EXERCISE MATERIAL:

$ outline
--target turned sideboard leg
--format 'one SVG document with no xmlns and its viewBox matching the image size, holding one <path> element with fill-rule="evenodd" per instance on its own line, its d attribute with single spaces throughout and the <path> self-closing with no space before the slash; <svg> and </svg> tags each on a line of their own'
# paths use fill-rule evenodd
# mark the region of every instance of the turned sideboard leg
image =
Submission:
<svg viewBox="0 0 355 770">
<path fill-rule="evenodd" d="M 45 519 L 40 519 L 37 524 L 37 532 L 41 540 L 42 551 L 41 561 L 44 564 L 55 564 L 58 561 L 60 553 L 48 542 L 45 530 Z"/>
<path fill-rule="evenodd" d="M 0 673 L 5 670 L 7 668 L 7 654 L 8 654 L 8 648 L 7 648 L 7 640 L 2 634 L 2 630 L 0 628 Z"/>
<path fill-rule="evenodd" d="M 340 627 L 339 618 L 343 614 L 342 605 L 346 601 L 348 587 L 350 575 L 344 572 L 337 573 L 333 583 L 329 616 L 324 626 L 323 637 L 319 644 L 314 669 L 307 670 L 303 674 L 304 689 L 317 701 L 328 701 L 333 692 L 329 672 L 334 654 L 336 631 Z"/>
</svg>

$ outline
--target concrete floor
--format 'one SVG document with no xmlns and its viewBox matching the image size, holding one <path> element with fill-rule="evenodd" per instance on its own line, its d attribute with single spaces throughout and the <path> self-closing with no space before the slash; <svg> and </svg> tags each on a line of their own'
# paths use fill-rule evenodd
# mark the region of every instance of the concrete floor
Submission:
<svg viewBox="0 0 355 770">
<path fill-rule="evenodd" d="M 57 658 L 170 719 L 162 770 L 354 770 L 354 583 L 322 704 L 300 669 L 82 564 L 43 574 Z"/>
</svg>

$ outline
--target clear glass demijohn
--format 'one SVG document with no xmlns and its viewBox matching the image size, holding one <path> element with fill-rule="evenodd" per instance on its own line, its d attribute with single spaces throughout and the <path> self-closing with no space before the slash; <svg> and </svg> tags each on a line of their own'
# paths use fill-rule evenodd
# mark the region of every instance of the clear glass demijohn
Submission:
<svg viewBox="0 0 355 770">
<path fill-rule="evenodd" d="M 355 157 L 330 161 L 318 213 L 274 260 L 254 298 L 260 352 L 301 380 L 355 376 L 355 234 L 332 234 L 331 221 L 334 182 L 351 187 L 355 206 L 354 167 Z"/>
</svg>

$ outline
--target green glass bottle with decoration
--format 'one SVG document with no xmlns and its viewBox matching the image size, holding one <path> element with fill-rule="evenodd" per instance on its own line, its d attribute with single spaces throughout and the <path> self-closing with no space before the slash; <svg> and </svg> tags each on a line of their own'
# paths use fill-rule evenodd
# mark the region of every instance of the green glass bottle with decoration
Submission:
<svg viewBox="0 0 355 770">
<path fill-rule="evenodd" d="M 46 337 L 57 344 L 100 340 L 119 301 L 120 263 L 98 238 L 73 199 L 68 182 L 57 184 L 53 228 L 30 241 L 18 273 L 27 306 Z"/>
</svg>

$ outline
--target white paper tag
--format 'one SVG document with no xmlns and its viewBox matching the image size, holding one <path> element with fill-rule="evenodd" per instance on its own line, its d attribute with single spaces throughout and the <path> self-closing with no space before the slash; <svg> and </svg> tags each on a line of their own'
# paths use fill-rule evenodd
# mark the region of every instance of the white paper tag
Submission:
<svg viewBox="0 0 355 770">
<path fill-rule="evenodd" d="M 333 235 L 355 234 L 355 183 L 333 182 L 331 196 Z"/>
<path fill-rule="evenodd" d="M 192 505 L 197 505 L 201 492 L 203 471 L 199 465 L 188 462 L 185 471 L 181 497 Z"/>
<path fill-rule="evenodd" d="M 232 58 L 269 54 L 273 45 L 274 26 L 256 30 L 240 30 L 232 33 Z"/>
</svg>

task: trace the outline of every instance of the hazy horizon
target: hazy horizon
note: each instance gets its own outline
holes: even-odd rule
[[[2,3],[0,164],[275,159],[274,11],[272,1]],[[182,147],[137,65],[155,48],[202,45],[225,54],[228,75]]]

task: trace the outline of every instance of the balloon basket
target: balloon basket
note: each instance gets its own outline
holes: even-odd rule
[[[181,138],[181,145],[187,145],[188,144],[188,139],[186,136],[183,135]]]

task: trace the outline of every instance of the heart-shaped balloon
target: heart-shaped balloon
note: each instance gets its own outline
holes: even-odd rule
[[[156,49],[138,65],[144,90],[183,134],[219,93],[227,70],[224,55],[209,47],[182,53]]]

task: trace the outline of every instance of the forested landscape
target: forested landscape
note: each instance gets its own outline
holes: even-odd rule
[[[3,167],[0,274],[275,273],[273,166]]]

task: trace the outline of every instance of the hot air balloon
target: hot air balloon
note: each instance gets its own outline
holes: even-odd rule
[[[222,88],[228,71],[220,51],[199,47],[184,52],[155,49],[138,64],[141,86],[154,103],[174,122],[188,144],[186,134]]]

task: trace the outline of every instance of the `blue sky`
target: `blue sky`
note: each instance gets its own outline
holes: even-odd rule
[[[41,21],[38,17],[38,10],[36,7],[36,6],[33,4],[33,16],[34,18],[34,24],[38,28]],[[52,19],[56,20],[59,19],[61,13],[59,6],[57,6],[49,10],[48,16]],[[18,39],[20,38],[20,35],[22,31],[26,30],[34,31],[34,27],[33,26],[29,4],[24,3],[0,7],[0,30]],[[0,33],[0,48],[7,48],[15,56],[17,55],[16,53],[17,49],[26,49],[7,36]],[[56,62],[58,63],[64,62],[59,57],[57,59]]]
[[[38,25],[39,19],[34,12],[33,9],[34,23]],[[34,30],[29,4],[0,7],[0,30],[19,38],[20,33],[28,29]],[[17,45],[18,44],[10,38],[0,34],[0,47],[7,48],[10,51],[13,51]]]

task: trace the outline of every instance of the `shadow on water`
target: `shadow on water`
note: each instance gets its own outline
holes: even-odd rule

TASK GOAL:
Repeat exactly the lines above, starting with the line that contains "task: trace the outline of every instance of the heart-shaped" and ending with the last line, both included, and nothing else.

RESULT:
task: trace the outline of every instance of the heart-shaped balloon
target: heart-shaped balloon
note: each instance gets its own outline
holes: even-odd rule
[[[156,49],[138,65],[144,90],[183,134],[219,93],[227,70],[224,55],[209,47],[182,53]]]

task: trace the outline of every instance of the forested landscape
target: forested landscape
note: each instance gets its own outline
holes: even-odd rule
[[[3,167],[0,274],[275,273],[273,166]]]

task: trace the outline of every instance of the hot air balloon
target: hot air balloon
note: each instance gets its own outline
holes: even-odd rule
[[[222,88],[228,71],[220,51],[199,47],[184,52],[155,49],[138,64],[141,86],[154,103],[174,122],[188,144],[186,134]]]

task: trace the outline of every instance of the `blue sky`
target: `blue sky`
note: each instance gets its own outline
holes: even-odd rule
[[[41,21],[38,17],[38,10],[36,7],[36,6],[33,4],[33,16],[34,18],[34,24],[38,28]],[[52,19],[56,20],[59,19],[61,13],[59,6],[57,6],[49,10],[48,16]],[[18,39],[20,38],[20,35],[22,31],[26,30],[34,31],[34,27],[33,26],[29,4],[24,3],[0,7],[0,30]],[[0,33],[0,48],[7,48],[15,56],[17,55],[16,53],[17,49],[26,49],[7,36]],[[56,62],[58,63],[64,62],[59,57],[57,59]]]
[[[38,25],[39,19],[34,12],[33,9],[34,23]],[[34,30],[29,4],[0,7],[0,30],[19,38],[20,33],[28,29]],[[17,45],[18,44],[10,38],[0,34],[0,47],[7,48],[10,51],[13,51]]]

task: trace the outline of every instance of the `shadow on water`
target: `shadow on water`
note: each instance gets its own outline
holes: even-odd rule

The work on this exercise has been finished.